*Exercise requirements*.
From the material below, return exactly the lines starting at the one that holds "Query: curved-end orange-brown" and ending at the one that holds "slender snake with". Pictures stay out of the answer.

------ Stored data ------

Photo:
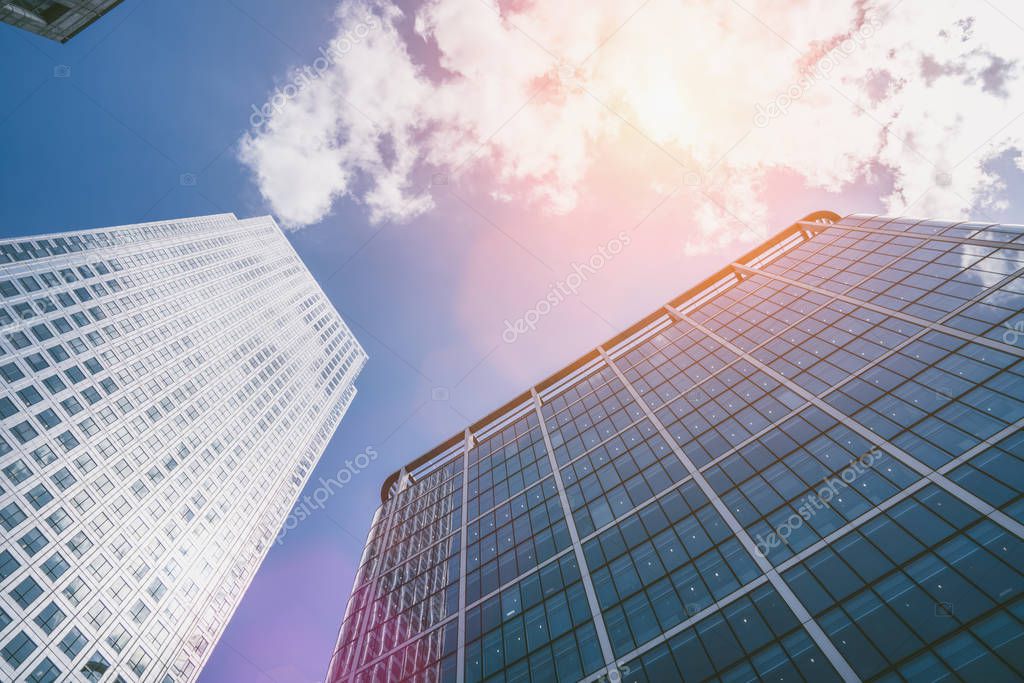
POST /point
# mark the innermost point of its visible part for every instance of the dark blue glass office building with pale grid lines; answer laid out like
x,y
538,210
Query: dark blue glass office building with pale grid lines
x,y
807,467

------
------ Stored data ------

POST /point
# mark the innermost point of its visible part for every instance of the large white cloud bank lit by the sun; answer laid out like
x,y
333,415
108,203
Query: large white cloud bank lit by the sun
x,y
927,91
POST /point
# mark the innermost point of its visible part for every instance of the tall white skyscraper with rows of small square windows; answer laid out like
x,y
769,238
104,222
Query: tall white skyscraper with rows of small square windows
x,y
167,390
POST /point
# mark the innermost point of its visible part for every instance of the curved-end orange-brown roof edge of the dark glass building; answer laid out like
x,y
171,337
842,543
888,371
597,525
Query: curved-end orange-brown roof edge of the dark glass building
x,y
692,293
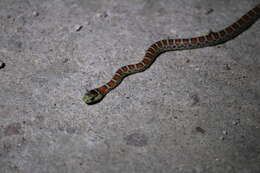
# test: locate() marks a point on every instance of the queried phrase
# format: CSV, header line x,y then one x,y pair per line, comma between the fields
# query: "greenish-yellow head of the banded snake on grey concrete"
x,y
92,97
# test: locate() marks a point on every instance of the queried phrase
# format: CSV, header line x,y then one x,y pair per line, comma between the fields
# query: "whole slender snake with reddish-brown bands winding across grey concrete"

------
------ Stored data ------

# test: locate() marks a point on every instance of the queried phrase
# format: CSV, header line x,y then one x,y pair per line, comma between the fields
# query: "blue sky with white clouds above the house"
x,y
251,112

------

*Your solution*.
Query: curved-end orange-brown roof edge of the dark glass building
x,y
692,293
# test: locate() marks a point on every instance of the queried phrase
# format: CSV, header line x,y then one x,y pair per line, comma between the fields
# query: "greenish-yellow head of the banded snake on grey concrete"
x,y
92,97
# test: locate() marks a point on every instance of the queried phrase
# format: CSV, header line x,y then one x,y pair per line, comma between the fields
# query: "whole slender snake with reddish-brown bands winding across grey concrete"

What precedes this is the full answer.